Output the records below in full, word for word; pictures do not belong in it.

◆ Records supplied ◆
--------------------------------

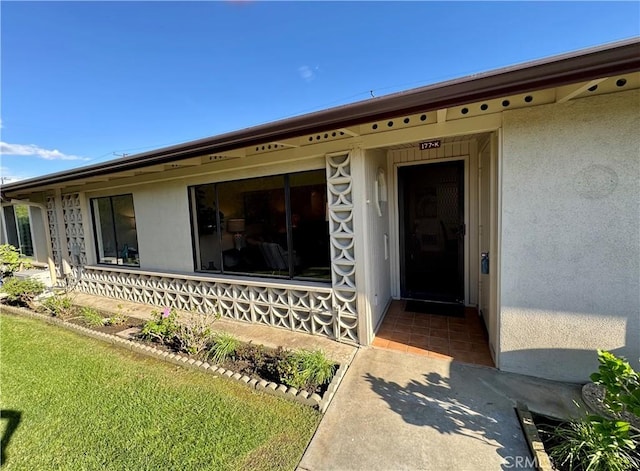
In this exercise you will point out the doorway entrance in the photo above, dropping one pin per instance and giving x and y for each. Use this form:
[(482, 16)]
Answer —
[(432, 231)]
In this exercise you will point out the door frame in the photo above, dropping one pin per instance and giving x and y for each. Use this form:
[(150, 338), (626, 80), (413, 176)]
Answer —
[(395, 220)]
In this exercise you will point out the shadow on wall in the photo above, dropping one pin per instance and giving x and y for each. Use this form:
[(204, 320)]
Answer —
[(435, 401), (13, 418)]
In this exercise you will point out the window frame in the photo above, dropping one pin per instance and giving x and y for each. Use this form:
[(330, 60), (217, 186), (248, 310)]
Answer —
[(291, 275), (97, 233)]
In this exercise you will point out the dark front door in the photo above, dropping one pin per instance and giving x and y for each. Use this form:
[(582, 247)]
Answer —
[(432, 231)]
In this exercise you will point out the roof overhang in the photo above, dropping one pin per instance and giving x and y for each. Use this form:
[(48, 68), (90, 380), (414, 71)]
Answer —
[(585, 65)]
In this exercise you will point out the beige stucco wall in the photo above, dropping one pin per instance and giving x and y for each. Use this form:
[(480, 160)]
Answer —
[(164, 226), (570, 267)]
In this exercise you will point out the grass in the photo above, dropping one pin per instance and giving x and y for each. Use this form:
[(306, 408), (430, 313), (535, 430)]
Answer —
[(88, 405)]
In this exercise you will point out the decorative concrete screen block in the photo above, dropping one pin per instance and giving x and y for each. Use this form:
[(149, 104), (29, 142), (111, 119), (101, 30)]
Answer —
[(53, 230), (343, 265), (74, 230), (309, 310)]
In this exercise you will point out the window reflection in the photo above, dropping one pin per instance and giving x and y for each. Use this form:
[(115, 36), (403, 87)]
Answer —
[(260, 219)]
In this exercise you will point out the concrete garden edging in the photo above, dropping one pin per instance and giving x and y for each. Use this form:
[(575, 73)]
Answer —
[(288, 392), (530, 431)]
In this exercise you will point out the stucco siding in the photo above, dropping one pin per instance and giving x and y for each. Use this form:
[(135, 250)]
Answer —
[(164, 226), (570, 266)]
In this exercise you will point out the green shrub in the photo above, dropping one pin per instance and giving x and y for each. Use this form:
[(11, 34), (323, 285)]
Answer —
[(224, 347), (162, 328), (11, 260), (59, 306), (306, 369), (194, 335), (621, 383), (91, 316), (594, 444), (119, 318), (22, 291)]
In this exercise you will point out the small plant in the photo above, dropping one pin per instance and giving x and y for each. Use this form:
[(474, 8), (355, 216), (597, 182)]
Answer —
[(118, 318), (162, 328), (59, 306), (621, 383), (194, 335), (11, 260), (224, 347), (306, 369), (594, 444), (22, 291), (91, 316)]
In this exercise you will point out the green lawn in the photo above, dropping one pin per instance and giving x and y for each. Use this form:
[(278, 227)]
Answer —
[(87, 405)]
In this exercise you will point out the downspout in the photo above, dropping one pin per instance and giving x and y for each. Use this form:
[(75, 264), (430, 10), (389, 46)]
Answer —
[(47, 235)]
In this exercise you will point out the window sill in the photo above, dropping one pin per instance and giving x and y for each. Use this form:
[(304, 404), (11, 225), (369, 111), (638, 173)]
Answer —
[(218, 278)]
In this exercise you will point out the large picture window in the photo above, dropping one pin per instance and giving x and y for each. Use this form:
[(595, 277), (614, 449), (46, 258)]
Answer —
[(270, 226), (18, 226), (115, 228)]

--------------------------------

◆ Expected answer ◆
In this exercise you will point out the doorway entrance in the photo above, dropping one pin per instance and giving x and y for each. Use this form:
[(482, 16)]
Answer —
[(432, 231)]
In this exercise you will point out the door frame in the photo above, dropping one pin per instance and giving x and y for each. Use this form:
[(150, 338), (626, 80), (413, 176)]
Answer —
[(395, 220)]
In this exercise you will point out the shadow on wall in the photo above, dropping one pin per instance and giving x and y for each. Use this form:
[(204, 320)]
Answer —
[(435, 401), (13, 418)]
In this exercise you will point out the window frame in the photo above, dropping one pin per instance and giving x and y for each. Use this form:
[(330, 60), (217, 186), (248, 310)]
Answer —
[(291, 275), (97, 233)]
In this exercise you will point out the dark front door in the photo above, dropping one pin per instance and giving x and y for each. Use this form:
[(582, 247)]
Answer —
[(432, 231)]
In this exercise you will point out the roof overhang in the photo above, dropping one pin per instance and giving x and y for each. Use this form:
[(48, 68), (90, 380), (414, 71)]
Answer —
[(585, 65)]
In this exercise you will point out the beige stucco wall in the photo above, dropping one pin per instance and giving x and y for each. Use this form:
[(480, 160)]
Answer —
[(164, 226), (570, 267)]
In this exercise you will point out the grass in the photo above, dropping one pin per instance and giving x and y for each. Use this form:
[(306, 408), (430, 313), (535, 430)]
Answer —
[(88, 405)]
In this exercise you will point out the decorative concrete screen block in the photo above, dropping one pin per instance and giving x and y for each. Use this form:
[(149, 104), (29, 142), (111, 119), (101, 30)]
Answer —
[(53, 230), (343, 265), (74, 230), (309, 310)]
In this exercise you will point out the window reflection in the photo above, dropping one pin per instance and giving x and y for each. Use this form:
[(115, 36), (403, 87)]
Answer —
[(260, 219)]
In this exercise you will point out the concrete garden edging in the photo above, dropping one pin per instance and giving x and y for each. Use this form:
[(575, 73)]
Answer —
[(288, 392), (530, 431)]
In this exercise you will point out the stucco siding in the photo above, dropping one pin per instance and giving x and y for each. Use this form:
[(135, 250)]
Answer —
[(164, 226), (570, 266)]
In this exercise you will point out the green shrub in the photo above, dropping one pin per instance and giving x and y for each. Use this form:
[(11, 34), (323, 285)]
Answer —
[(224, 347), (162, 328), (11, 260), (59, 306), (306, 369), (194, 335), (621, 383), (91, 316), (594, 444), (119, 318), (22, 291)]
In this exercise you will point out the small plant in the photo above, dropping one pin per instance and giving x and y for each. Use this form:
[(474, 8), (355, 216), (597, 182)]
Answer —
[(118, 318), (162, 328), (59, 306), (621, 383), (194, 335), (11, 260), (224, 347), (306, 369), (594, 444), (22, 291), (91, 316)]
In this exercise you will point out the green lawn in the photo above, dropping one pin per instance and giving x and y for each. Use this form:
[(278, 227)]
Answer —
[(87, 405)]
In this exercise you will point out the downspout in the photo above, dropping one pin per instance and giving x and y for each. Use this form:
[(75, 264), (430, 10), (389, 46)]
Answer —
[(47, 235)]
In this exercise you will point out the window sill in the photo above, dropping one pin per instance and giving x and y for each. Use this form:
[(304, 404), (11, 225), (369, 111), (638, 173)]
Answer —
[(218, 278)]
In this exercise you will point out the large picture window in the photo above, dropping one pin per instance and giving x and y for each. Use this form:
[(595, 277), (614, 449), (46, 258)]
Answer —
[(270, 226), (18, 226), (115, 228)]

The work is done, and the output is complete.